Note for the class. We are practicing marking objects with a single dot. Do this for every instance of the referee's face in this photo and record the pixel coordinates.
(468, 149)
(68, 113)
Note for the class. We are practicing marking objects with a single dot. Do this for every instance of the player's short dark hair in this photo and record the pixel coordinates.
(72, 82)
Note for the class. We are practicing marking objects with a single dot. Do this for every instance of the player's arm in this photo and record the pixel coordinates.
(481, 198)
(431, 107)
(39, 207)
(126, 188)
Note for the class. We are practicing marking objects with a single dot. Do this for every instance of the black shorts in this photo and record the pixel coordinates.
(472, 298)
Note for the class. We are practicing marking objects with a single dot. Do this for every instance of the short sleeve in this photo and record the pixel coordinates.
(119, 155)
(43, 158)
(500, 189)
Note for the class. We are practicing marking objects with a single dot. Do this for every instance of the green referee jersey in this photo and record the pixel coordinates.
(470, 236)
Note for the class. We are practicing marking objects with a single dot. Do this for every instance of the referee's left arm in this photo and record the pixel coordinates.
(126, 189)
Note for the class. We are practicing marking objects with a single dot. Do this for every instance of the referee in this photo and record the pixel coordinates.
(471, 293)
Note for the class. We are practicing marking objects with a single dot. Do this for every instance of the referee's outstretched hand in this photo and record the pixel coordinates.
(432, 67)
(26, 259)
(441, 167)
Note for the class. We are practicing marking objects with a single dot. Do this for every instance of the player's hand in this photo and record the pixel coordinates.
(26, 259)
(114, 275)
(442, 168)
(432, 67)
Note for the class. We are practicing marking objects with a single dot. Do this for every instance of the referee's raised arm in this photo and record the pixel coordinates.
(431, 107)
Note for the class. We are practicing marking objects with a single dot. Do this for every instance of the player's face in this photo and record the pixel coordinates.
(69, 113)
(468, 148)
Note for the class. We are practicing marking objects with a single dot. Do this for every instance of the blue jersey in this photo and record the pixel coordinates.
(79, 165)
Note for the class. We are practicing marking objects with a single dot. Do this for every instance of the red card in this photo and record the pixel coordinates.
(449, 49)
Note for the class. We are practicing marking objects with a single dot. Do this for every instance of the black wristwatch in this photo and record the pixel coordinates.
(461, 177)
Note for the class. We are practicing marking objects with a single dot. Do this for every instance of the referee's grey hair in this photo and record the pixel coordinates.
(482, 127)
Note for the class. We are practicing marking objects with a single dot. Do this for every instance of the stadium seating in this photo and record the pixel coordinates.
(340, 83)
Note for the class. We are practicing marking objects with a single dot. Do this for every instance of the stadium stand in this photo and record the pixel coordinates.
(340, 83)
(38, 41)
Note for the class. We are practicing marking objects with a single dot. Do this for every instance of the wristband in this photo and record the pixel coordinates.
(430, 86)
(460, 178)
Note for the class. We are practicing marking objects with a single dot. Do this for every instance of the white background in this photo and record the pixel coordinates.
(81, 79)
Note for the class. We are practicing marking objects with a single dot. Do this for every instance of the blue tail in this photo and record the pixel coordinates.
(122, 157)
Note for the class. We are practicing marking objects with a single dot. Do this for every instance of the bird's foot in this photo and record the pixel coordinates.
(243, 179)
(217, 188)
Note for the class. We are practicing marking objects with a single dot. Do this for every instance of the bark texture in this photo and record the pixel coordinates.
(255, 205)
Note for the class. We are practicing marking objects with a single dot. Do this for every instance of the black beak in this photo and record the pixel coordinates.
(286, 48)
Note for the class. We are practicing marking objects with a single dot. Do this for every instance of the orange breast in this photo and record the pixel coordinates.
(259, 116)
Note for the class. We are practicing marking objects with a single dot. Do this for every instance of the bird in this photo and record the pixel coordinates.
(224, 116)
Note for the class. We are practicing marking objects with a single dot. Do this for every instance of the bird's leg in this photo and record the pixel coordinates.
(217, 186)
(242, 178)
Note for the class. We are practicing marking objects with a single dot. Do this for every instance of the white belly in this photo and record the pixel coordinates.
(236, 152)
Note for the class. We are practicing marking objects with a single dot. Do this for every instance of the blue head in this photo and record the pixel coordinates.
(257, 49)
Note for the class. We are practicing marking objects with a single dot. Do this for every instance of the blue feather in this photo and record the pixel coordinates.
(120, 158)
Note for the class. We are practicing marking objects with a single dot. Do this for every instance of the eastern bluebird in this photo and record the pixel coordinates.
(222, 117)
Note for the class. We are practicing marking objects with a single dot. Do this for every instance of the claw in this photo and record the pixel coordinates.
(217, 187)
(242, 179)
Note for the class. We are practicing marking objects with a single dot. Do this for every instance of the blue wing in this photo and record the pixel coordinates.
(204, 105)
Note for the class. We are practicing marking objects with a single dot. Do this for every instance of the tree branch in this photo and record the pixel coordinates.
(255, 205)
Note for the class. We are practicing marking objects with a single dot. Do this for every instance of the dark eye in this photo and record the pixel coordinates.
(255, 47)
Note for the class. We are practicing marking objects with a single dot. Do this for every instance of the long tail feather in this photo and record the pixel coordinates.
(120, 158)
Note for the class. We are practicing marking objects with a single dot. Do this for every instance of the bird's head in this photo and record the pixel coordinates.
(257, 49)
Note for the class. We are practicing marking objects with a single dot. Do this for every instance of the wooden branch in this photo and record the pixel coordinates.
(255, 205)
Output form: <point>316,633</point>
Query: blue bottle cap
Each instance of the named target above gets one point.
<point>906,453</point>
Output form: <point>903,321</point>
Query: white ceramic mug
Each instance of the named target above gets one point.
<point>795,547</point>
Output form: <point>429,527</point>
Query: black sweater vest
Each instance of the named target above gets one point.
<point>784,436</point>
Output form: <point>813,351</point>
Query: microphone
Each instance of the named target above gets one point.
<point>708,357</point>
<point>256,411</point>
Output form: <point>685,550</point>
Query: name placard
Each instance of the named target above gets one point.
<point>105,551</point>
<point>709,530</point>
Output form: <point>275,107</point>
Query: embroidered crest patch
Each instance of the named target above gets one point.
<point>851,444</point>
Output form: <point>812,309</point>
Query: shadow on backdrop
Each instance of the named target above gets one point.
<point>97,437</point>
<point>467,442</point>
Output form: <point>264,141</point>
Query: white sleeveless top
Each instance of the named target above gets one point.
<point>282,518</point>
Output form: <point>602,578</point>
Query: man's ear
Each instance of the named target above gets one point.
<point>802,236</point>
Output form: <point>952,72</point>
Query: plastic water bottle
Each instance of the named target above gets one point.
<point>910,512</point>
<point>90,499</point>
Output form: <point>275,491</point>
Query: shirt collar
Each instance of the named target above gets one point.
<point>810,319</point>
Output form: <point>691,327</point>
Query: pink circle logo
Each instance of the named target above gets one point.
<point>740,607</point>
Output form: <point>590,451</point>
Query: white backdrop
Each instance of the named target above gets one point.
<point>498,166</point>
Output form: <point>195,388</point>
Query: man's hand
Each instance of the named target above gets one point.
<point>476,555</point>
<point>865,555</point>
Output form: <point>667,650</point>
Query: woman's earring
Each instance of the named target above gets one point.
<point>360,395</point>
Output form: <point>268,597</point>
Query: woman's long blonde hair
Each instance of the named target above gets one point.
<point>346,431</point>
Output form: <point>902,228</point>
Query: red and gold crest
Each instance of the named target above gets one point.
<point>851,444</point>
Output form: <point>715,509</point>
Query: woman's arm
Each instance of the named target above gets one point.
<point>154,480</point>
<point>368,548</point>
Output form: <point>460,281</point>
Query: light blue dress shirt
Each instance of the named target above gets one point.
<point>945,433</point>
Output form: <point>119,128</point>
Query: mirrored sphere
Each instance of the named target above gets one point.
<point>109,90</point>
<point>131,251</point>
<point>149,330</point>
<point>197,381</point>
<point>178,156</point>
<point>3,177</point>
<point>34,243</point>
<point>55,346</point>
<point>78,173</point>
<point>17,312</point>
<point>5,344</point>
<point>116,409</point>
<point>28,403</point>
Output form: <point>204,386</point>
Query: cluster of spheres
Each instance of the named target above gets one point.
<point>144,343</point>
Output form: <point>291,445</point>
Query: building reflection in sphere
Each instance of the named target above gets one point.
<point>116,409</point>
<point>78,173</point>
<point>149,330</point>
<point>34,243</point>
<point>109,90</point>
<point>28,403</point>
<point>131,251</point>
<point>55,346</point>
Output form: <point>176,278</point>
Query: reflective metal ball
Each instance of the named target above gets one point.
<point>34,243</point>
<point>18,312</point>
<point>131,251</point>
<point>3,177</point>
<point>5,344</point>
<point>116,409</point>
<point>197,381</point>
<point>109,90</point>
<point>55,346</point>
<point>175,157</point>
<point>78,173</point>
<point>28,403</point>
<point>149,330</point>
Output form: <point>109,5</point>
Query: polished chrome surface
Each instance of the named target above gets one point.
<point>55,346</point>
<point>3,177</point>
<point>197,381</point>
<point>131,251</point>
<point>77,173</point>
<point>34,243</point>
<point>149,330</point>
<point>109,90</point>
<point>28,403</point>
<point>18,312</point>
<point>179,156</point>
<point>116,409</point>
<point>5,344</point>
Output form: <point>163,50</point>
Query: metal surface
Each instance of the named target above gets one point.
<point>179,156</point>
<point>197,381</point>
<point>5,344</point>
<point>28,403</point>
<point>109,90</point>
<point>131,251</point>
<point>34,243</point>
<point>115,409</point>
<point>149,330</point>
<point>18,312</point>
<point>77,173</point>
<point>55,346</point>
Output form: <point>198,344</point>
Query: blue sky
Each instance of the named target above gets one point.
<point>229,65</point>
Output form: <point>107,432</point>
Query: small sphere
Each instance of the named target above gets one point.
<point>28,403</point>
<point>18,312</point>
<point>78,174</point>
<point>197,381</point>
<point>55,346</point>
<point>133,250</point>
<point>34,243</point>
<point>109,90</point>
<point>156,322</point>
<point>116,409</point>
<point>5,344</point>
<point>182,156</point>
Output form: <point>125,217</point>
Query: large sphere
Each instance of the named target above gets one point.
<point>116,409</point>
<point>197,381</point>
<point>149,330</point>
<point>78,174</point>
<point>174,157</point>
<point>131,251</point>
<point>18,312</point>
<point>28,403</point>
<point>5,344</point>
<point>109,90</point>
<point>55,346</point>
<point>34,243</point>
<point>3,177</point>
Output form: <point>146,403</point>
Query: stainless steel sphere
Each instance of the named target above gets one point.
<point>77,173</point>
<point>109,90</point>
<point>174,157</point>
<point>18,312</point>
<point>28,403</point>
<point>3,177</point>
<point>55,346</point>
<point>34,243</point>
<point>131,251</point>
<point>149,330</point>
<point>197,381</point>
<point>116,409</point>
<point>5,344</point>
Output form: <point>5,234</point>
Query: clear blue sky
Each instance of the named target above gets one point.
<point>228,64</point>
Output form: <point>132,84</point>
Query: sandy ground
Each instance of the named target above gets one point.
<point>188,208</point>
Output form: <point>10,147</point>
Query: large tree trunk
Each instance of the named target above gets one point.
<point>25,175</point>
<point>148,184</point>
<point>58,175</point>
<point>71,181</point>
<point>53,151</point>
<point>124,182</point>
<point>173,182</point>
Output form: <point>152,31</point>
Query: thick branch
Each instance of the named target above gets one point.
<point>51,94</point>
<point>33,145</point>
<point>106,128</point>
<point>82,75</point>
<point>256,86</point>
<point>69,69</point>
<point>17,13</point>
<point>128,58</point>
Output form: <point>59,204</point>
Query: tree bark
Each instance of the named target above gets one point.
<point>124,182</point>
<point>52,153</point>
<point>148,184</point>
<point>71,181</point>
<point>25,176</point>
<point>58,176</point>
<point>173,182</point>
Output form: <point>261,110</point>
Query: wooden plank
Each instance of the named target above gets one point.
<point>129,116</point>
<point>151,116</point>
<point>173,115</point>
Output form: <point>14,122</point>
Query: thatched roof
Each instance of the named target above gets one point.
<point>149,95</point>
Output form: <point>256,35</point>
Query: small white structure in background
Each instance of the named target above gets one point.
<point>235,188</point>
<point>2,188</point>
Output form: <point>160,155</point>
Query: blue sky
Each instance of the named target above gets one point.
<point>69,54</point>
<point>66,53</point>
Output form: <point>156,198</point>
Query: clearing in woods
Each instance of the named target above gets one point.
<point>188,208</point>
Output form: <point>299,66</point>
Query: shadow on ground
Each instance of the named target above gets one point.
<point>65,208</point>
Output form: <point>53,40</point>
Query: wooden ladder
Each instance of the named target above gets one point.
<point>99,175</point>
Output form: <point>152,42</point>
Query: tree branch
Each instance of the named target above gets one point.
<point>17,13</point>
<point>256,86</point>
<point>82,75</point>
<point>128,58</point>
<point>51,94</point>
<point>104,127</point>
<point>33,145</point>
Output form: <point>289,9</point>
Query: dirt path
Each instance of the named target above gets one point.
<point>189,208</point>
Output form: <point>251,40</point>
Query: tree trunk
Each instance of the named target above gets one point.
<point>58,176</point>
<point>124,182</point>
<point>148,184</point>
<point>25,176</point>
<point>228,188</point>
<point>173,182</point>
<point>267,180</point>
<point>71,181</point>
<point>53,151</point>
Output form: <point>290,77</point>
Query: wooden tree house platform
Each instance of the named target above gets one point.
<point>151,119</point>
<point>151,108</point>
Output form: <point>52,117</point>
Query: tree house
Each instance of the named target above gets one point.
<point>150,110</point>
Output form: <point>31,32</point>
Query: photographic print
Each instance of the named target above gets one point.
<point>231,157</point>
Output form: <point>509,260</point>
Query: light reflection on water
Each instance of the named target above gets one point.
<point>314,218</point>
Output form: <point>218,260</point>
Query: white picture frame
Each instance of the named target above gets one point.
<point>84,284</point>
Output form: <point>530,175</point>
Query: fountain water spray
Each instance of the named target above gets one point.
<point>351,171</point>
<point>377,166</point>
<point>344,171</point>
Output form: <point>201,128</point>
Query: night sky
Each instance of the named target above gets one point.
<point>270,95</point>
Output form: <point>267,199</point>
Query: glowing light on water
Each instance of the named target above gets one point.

WHAT THIS TASK INVOLVES = Write out each line of the data that holds the string "house".

RESULT =
Query: wooden tree house platform
Query: tree house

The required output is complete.